Les masses, encore trop dociles, sont innocentes de toutes les brutalités qui se commettent en leur nom et à leur préjudice ; elles en sont innocentes, mais elles n’en sont pas ignorantes ; je crois que, comme moi, elles les sentent et s’en indignent ; je crois que, comme moi, elles ont hâte d’en finir ; seulement, n’en distinguant pas bien les causes, elles ne savent comment agir. Je vais essayer de les fixer sur l’un et l’autre point.

Commençons par signaler les coupables.

CONSIGNE: Rédigez la suite de l'extrait sur les masses et les brutalités commises en leur nom, en reprenant juste après sa dernière phrase. Le matériel ci-après est indépendant de l'extrait sur les masses.

DONNÉES FOURNIES:

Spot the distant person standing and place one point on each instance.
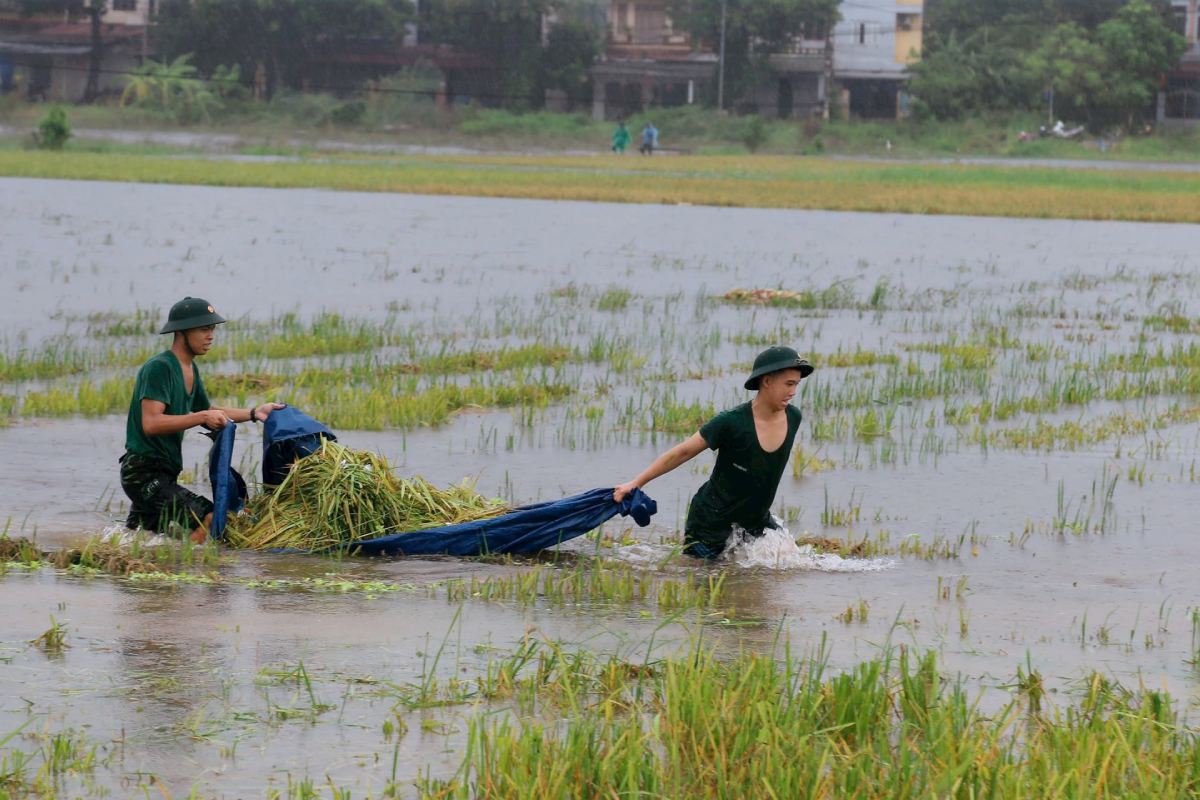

RÉPONSE:
De l’attitude des partis et de leurs journaux

La majesté du Peuple n’a pas d’organe dans la presse française. Journaux bourgeois, journaux nobles, journaux sacerdotaux, journaux républicains, journaux socialistes : Livrées ! domesticité pure. Toutes ces feuilles astiquent, frottent, époussettent les harnais de quelque chevalier politique en expectative d’un tournoi, dont le pouvoir est le prix, dont, par conséquent, ma servitude, la servitude du Peuple sont le prix

Excepté La Presse qui, parfois, quand son rédacteur oublie d’être orgueilleux pour rester fier, sait trouver quelque élévation de sentiments ; excepté La Voix du Peuple qui, de temps à autre, sort de la vieille routine pour jeter quelques clartés sur les intérêts, généraux, je ne puis lire un journal français sans ressentir, pour celui qui l’a écrit, une fort grande pitié ou un très profond mépris.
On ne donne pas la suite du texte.